## [Material provided]
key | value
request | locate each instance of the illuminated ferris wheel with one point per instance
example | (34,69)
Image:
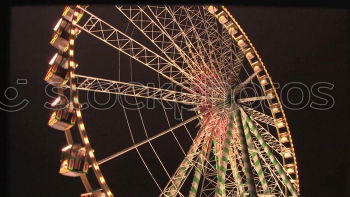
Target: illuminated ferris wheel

## [Objective]
Copy every line of the data above word for word, and leave the pictures out of your answer.

## [Solution below]
key | value
request | locate each instance of the illuminated ferris wheel with one point per instance
example | (34,69)
Image:
Target: illuminated ferris wheel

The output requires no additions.